↓↓↓

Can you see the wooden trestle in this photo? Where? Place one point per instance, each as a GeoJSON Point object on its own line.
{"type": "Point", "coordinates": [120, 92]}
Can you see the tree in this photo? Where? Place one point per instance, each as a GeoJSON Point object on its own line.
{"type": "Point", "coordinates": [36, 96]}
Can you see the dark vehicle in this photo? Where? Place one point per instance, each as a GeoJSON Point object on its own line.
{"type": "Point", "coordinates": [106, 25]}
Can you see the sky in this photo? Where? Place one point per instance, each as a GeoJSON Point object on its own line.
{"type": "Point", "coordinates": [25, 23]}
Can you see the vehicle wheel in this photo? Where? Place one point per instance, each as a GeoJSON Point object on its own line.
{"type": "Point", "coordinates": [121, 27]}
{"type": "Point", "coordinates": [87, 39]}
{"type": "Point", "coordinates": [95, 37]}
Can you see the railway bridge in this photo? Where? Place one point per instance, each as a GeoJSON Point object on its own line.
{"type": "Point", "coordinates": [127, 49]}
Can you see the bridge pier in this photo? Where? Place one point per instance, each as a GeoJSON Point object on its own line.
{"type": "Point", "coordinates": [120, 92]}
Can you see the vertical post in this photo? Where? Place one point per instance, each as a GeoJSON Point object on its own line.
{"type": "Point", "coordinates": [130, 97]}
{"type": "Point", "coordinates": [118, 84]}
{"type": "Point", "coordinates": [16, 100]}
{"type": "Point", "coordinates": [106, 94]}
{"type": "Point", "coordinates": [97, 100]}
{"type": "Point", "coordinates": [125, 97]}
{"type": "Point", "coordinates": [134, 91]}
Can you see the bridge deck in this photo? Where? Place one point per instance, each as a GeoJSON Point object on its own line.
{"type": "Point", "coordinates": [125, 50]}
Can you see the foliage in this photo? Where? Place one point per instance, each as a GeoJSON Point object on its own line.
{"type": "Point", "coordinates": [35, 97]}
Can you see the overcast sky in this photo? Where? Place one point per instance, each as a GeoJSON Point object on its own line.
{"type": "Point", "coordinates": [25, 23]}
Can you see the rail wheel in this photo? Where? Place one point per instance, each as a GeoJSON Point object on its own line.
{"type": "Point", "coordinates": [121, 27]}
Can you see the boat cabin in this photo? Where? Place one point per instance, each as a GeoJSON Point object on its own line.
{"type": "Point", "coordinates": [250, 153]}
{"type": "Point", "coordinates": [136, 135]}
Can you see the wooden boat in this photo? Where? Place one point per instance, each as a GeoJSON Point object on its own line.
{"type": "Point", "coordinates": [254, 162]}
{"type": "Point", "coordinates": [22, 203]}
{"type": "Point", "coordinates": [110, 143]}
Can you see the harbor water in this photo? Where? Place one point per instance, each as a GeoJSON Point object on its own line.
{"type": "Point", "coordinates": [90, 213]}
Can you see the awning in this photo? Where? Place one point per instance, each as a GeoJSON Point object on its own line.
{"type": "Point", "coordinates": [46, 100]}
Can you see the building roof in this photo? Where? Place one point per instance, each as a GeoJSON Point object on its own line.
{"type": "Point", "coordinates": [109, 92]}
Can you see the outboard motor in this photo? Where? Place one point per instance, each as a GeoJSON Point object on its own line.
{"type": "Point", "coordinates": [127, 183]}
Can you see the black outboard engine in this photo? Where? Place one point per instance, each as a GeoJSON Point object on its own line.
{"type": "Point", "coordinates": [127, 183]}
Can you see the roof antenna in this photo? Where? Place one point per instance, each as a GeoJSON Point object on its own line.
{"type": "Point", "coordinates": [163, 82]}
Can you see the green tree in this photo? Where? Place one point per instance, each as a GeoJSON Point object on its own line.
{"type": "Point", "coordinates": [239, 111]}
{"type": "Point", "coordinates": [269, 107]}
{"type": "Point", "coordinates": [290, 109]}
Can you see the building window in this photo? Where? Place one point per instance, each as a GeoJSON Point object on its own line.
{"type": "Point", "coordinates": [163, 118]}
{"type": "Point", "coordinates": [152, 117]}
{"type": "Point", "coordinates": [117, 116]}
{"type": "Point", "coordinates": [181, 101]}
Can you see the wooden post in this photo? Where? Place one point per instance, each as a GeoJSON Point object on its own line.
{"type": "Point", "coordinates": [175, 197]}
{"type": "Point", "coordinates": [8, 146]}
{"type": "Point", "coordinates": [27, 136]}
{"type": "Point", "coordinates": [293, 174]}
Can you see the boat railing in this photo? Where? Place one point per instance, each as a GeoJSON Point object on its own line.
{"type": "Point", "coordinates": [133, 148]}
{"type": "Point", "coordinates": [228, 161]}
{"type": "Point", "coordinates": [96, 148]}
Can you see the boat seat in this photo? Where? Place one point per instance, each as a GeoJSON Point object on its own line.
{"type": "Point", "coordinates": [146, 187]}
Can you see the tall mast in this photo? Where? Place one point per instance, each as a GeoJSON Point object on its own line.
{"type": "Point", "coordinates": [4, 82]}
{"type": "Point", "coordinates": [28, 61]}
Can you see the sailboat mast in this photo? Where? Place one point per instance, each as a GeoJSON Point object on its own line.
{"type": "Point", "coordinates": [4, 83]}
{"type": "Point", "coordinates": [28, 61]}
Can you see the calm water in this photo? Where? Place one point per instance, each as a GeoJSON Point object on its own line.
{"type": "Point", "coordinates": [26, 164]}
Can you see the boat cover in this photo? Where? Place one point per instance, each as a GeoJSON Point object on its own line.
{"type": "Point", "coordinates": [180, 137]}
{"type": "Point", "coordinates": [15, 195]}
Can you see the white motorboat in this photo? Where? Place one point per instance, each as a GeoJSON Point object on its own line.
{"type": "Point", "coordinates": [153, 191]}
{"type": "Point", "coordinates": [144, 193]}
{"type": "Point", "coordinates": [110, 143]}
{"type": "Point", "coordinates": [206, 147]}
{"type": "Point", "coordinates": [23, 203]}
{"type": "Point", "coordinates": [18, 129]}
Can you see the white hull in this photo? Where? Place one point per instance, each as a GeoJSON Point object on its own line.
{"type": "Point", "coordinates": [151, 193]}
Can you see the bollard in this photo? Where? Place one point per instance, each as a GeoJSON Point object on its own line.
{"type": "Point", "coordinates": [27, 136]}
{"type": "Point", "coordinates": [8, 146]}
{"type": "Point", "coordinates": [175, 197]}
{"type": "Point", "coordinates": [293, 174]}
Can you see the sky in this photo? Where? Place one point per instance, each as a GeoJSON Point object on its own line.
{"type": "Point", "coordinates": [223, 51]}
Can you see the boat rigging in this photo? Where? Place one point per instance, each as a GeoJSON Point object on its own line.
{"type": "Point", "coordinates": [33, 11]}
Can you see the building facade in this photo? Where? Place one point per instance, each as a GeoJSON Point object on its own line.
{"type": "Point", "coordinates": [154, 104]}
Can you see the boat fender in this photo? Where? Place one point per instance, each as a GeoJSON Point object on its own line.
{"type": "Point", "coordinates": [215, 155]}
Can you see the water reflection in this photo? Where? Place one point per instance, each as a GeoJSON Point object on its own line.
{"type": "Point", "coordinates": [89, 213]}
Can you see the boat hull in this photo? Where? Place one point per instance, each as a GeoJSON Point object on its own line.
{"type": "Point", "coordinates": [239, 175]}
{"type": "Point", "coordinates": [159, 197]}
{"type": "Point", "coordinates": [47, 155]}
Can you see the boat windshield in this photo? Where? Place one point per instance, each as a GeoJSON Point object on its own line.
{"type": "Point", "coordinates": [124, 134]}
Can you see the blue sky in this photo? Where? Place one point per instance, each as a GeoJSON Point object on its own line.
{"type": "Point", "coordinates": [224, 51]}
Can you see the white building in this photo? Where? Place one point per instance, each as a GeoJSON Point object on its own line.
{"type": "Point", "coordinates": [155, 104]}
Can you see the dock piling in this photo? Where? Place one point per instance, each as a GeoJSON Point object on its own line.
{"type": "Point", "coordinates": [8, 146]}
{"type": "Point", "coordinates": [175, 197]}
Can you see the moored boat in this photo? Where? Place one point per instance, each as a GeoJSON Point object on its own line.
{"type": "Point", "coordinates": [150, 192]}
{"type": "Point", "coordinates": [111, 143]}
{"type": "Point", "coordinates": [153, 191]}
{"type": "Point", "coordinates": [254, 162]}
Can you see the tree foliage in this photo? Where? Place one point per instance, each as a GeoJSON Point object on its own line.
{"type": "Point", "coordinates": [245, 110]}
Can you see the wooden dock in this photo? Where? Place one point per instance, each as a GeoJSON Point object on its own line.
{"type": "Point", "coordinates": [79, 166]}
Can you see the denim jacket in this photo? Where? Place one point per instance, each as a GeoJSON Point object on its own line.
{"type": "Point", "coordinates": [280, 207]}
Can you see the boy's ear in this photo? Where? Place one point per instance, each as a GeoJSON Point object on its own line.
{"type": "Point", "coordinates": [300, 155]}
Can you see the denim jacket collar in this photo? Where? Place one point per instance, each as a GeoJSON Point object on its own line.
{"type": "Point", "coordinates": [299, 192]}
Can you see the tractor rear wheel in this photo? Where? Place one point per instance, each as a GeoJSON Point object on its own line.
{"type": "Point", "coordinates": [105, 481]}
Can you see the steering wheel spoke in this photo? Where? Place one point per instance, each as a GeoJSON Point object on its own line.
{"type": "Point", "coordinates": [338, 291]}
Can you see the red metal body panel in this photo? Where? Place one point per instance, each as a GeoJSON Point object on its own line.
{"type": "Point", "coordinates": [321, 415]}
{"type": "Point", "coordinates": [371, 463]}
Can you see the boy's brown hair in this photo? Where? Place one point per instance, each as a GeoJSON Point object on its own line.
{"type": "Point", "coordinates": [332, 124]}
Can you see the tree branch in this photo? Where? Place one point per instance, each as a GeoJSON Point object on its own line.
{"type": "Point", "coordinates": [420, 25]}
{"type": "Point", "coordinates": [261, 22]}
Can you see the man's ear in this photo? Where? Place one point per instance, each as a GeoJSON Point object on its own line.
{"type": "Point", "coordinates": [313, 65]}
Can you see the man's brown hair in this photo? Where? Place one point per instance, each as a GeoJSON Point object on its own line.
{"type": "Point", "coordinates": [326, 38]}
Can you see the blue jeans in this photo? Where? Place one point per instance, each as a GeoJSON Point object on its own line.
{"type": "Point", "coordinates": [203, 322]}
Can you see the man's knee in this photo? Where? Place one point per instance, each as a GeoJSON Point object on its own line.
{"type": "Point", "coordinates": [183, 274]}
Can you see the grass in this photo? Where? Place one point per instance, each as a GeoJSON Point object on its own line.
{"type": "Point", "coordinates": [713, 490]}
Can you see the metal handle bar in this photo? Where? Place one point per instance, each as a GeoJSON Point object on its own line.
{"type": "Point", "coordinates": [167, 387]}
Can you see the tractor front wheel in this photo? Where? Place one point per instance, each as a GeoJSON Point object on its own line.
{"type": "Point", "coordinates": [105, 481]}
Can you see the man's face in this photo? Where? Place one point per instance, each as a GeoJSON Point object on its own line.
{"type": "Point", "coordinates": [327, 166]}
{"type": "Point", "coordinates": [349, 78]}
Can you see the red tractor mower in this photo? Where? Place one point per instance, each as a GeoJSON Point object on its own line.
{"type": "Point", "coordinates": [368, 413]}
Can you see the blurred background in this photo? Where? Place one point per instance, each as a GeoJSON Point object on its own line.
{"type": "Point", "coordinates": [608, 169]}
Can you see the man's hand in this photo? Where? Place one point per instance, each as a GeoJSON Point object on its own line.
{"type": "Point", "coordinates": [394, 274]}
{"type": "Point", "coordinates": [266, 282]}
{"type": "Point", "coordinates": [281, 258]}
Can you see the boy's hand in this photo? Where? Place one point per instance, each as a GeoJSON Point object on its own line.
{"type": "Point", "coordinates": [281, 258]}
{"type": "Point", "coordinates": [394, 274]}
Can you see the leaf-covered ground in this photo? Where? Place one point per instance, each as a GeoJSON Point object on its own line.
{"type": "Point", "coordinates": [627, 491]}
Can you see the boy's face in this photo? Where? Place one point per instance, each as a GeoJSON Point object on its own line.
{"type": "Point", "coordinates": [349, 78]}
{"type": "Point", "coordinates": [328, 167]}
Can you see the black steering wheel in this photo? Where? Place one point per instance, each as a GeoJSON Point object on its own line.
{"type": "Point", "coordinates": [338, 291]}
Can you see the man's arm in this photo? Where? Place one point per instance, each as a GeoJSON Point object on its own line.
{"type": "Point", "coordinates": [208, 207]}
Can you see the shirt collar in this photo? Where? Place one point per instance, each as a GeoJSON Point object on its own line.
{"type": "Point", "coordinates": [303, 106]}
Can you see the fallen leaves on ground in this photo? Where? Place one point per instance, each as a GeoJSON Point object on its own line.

↑↑↑

What is expected: Exactly and in full, write out the lines from the one containing "Can you see the shirt" through the end of the listing.

Reply to the exercise:
Can you see the shirt collar in this photo? Where? Place one point per instance, each as a GeoJSON Point object on its own line.
{"type": "Point", "coordinates": [303, 106]}
Can you see the fallen leaves on ground in this photo? Where? Place one point per instance, each as a GeoJSON Point object on its own line.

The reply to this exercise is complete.